■ Itens apresentados
»»

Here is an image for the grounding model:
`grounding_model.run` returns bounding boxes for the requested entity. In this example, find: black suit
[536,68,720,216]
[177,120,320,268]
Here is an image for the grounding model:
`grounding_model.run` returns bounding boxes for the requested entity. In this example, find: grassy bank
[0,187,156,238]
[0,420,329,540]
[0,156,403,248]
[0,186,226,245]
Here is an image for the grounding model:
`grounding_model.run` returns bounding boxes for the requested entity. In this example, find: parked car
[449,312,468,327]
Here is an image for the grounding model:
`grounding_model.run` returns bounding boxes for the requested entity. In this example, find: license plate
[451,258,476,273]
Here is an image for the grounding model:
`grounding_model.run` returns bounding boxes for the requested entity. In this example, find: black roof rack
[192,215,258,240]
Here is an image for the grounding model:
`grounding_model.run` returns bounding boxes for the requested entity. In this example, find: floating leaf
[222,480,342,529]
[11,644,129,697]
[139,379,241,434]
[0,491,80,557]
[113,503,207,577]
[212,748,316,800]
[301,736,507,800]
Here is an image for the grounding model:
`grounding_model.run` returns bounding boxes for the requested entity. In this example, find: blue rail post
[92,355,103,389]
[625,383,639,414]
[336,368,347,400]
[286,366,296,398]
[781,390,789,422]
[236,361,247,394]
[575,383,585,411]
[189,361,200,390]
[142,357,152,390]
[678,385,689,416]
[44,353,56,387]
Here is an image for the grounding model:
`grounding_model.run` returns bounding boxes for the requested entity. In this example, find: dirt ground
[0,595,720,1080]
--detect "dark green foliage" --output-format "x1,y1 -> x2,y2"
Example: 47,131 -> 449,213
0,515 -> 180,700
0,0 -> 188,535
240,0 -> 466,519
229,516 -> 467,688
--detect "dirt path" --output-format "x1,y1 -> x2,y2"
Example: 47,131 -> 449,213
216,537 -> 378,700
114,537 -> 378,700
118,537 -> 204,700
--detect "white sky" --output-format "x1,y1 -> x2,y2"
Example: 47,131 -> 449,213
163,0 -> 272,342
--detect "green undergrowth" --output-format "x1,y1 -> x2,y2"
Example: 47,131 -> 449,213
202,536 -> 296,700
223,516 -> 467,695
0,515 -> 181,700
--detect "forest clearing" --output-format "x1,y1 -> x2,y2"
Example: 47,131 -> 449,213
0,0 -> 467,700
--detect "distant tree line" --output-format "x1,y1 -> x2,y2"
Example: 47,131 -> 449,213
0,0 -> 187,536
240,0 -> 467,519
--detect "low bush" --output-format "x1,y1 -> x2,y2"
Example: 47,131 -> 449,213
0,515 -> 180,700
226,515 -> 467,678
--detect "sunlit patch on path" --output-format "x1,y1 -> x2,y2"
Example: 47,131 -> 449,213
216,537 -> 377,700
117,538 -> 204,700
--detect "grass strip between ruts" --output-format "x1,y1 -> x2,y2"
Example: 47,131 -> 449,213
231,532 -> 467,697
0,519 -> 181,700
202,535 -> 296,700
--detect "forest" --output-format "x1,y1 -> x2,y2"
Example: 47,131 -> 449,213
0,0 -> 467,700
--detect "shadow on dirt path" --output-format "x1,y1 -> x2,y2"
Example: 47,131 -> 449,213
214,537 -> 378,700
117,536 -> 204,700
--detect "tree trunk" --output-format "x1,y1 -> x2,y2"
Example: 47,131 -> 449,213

««

■ Objetivo da tarefa
Edite todos os itens acima, substituindo "dirt path" por "dirt trail" e mantendo todo o restante inalterado.

■ Resultado da tarefa
Here is an image for the grounding model:
`grounding_model.run` returns bounding boxes for the requested entity. In this example, find: black suit
[536,68,720,216]
[177,120,320,268]
Here is an image for the grounding model:
`grounding_model.run` returns bounding boxes for the requested entity. In this example, find: grassy bank
[0,187,156,238]
[0,420,329,540]
[0,156,403,248]
[0,186,226,245]
Here is an image for the grounding model:
`grounding_model.run` returns bounding boxes for the requested entity. In this example, find: parked car
[449,312,468,327]
Here is an image for the grounding model:
`grounding_model.run` returns bounding boxes for the requested entity. In this example, find: license plate
[451,258,476,273]
Here is an image for the grounding model:
`grounding_model.run` returns bounding boxes for the requested entity. In this example, find: black roof rack
[192,215,258,240]
Here is an image for the grounding model:
`grounding_model.run` returns bounding boxes for the requested entity. In this example, find: floating leaf
[222,480,342,529]
[11,644,129,697]
[139,379,241,434]
[0,491,80,557]
[113,503,207,577]
[212,748,316,800]
[301,736,507,800]
Here is an image for the grounding model:
`grounding_model.run` returns bounding boxes for the requested entity. In this example, find: blue rail post
[92,355,103,389]
[625,383,639,414]
[336,368,347,400]
[286,366,296,398]
[781,390,789,422]
[236,361,247,394]
[575,383,585,411]
[189,361,200,390]
[142,357,152,390]
[678,385,689,416]
[44,353,56,387]
Here is an image for the grounding model:
`grounding_model.run` returns bounding boxes for the requested entity. In this example, find: dirt ground
[0,595,720,1080]
--detect "dark green foliage" --output-format "x1,y1 -> x2,y2"
Example: 47,131 -> 449,213
0,515 -> 180,700
0,0 -> 188,535
240,0 -> 466,519
229,516 -> 467,688
--detect "dirt trail" --output-format "x1,y1 -> x2,y2"
Example: 47,131 -> 449,213
216,537 -> 378,700
114,537 -> 378,700
118,537 -> 204,700
--detect "white sky" --output-format "x1,y1 -> x2,y2"
Example: 47,131 -> 449,213
163,0 -> 272,342
--detect "green undergrowth" --output-format "x1,y1 -> x2,y2"
Example: 47,131 -> 449,213
202,536 -> 296,700
223,516 -> 467,695
0,515 -> 181,700
--detect "forest clearing" --output-format "x1,y1 -> x2,y2"
Example: 47,131 -> 449,213
0,0 -> 467,700
--detect "distant tree line" --output-format "x1,y1 -> x2,y2"
Example: 47,131 -> 449,213
0,0 -> 187,536
240,0 -> 467,519
--detect "low bush" --output-format "x1,y1 -> x2,y2"
Example: 47,131 -> 449,213
0,515 -> 180,700
226,515 -> 467,678
--detect "sunlit patch on path" --output-format "x1,y1 -> x2,y2"
Example: 47,131 -> 449,213
216,537 -> 377,700
117,538 -> 204,700
--detect "grass strip between ruts" --output-format "x1,y1 -> x2,y2"
Example: 47,131 -> 449,213
231,532 -> 467,697
0,519 -> 181,700
202,535 -> 296,700
--detect "forest" --output-format "x1,y1 -> x2,y2"
Example: 47,131 -> 449,213
0,0 -> 467,700
--detect "shadow on dirt trail" --output-format "x1,y1 -> x2,y2"
Example: 47,131 -> 449,213
214,537 -> 378,700
117,536 -> 204,700
--detect "tree trunk" --output-format "x1,y1 -> x2,y2"
Example: 47,131 -> 449,213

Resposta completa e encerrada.